Goal A >>
Repeat this passage from the Green Deal article word for word, beginning at the words that have "The DECC plans" and stopping after "application is processed.".
Goal B >>
Summarize the Green Deal article in two sentences.
Goal C >>
Do these statements agree with the Green Deal article? Answer yes or no for each and quote the deciding words. (i) Only 12 homes had measures put in place during the policy's first eight months. (ii) The Government has announced that it will abandon the Green Deal. (iii) All of the DECC's planned changes will take effect in January.

But despite its failings, the Government have announced that they plan to stick by the Green Deal, and believe that although its hard a slow start (to put it lightly) 2014 will definitely be the year it takes off. Climate Change minister Greg Barker "acknowledged" that things hadn't developed the way the government had anticipated at a conference yesterday, he still though its first year had been an "encouraging start".

He also commented that the supply chain was now in place, with more than 125 Green Deal providers at the ready along with 2900 individual advisers and 2300 organistations officially approved to carry out installations. Procedures are also set to be simplified by the newly established Green Deal Working Group, with further alterations and improvements to be announced over the coming weeks.

So will 2014 fare better for the Green Deal? It's too early to say, but if these numbers are anything to go by then it doesn't look like it can do much worse.

After many months of the Green Deal with very little success, the Department of Energy & Climate Change have announced that they will begin introducing new measures at the beginning of 2014 to make it more straightforward and less time consuming for both tradespeople and consumers alike.

In the eight months the Government's flagship energy policy has been running, a mere 12 homes have had measures put in place - although it is reported several thousand are waiting for applications to be processed after having home assessments carried out.

The DECC plans to open up access to energy performance certificate (EPC) data so companies can then have better focus on how they market the scheme. It also plans to add more home improvement measures to the list that is covered by the Deal, while allowing more flexibility over the exact specifications companies must install to. A new, improved website will also be set up to increase consumer interest.

Finally there are also plans to work with the Green Deal Finance Company to make it possible for customers to go from a quote to a plan in a single day, removing the need for different people to make separate visits to homes as an application is processed.

The DECC will roll out some of these changes in January, however some require Paraliamentary approval to ammend the legislation and so will be coming in later months.

A committee of MPs have banded together to call for changes to be made to the Green Deal so that it is made more finanically attractive to both homeowners and landlords.

Data provided >>

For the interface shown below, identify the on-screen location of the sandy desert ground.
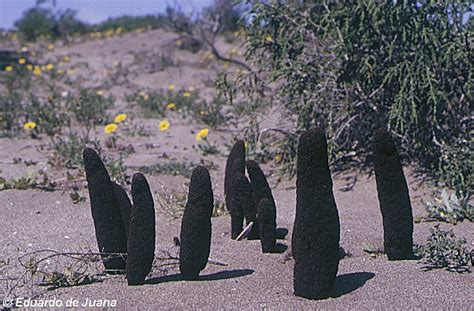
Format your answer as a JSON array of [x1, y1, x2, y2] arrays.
[[0, 30, 474, 310]]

Task response A >>
The DECC plans to open up access to energy performance certificate (EPC) data so companies can then have better focus on how they market the scheme. It also plans to add more home improvement measures to the list that is covered by the Deal, while allowing more flexibility over the exact specifications companies must install to. A new, improved website will also be set up to increase consumer interest.

Finally there are also plans to work with the Green Deal Finance Company to make it possible for customers to go from a quote to a plan in a single day, removing the need for different people to make separate visits to homes as an application is processed.

Task response B >>
Despite a slow start in which only 12 homes had measures put in place over eight months, the Government plans to stick by the Green Deal and believes 2014 will be the year it takes off. The DECC will introduce measures from the beginning of 2014 to make the scheme more straightforward, including opening access to EPC data, adding more home improvement measures, setting up a new website, and making it possible to go from a quote to a plan in a single day.

Task response C >>
(i) Yes: "a mere 12 homes have had measures put in place"
(ii) No: "the Government have announced that they plan to stick by the Green Deal"
(iii) No: "some require Paraliamentary approval to ammend the legislation and so will be coming in later months"